I like all of them but like most Mbunas as well
I feel overwhelmed with my decision. I want a good selection because i am buying them young and want to watch them grow.

I already have one fish it is a cichlid however it is purple with electric that glow, and has slightly darker stripes. I will try to get a picture.


----------



## TheFishGuy (Apr 21, 2005)

Toby_H said:


> But all that being said... most fish that are aquarium bred do fine in moderate/neutral conditions...


Exactly... Toby has typed the single most important thing that's been typed in this entire thread.


----------



## josmoloco (Aug 23, 2008)

Wow that is quite a mix Fisherman 89, reminds me of my 125. 
Venustus 1m?
Blue Electric Hap x2 1m 1f
Salvini female
Texas
Nic male
cutteri
firemouth male
pair convicts
mutant back barred blood parrot thing
Blue peacock x3 2m 1f
albino peacock x2 2m
malawi blue dolpohin x3
giant danio x5
pictus x2
"golden shark" barb x1

Very heavly stocked, No mbuna,firemouth and convicts will be moved eventually.
I love it! All fed on a protien rich diet.


----------



## bernie comeau (Feb 19, 2007)

Fisherman89 said:


> Frontosa
> Melanochromis Auratus
> Jack Dempsey
> Venustus
> ...


Frontosa ------ gets pretty big, should probabley have at the very least a 4' X 2' space, once it gets a little older. Never owned one ever, but from my unerstanding are pretty laid back fish; have a reputation for being fairly unaggessive for a cichlid. But too big for a 55 gal.

Melanochromis auratus ----- reputation as toughest and most aggressive mbuna. IME will pick on what ever it can and will bite most fish in the tail, quite frequently! Definately a candidate for most aggressive fish. If you attempt to stock it , better make sure ALL it's tankmates are very tough!

JD -- probably about as big as you would want for a 55 gal. Every fish has its own personality; A very big variation in temperments and personality exist in JD's today. It's an option in a 55 gal. though.

### DATASET SECTION
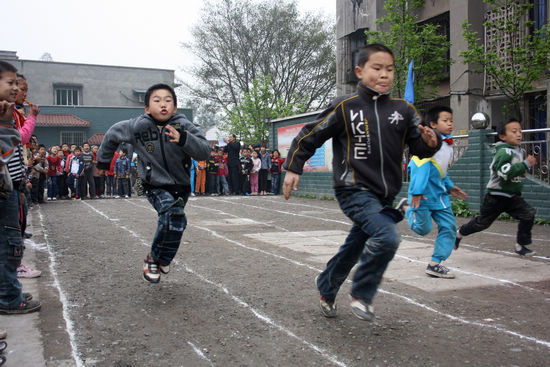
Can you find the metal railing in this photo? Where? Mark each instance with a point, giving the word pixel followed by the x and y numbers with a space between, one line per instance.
pixel 535 142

### SET OF TASKS
A: Using the cichlid forum thread, decide whether each statement agrees with it. Answer yes or no for each, and quote the words that settle it.
(i) Frontosa are too big for a 55-gallon tank.
(ii) The 125 described by josmoloco holds mbuna.
(iii) Melanochromis auratus has a reputation as the toughest and most aggressive mbuna.
B: In the cichlid forum thread, what did Toby_H say that TheFishGuy calls the single most important thing typed in the thread?
C: Translate this sentence from the cichlid forum thread into Spanish: "Toby has typed the single most important thing that's been typed in this entire thread."
The data that comes after the thread was taken from a separate source.

### ANSWERS TO THE TASKS
A:
(i) Yes: "But too big for a 55 gal."
(ii) No: "No mbuna"
(iii) Yes: "reputation as toughest and most aggressive mbuna"

B: Most aquarium-bred fish do fine in moderate/neutral conditions.

C: Toby ha escrito la cosa más importante que se ha escrito en todo este hilo.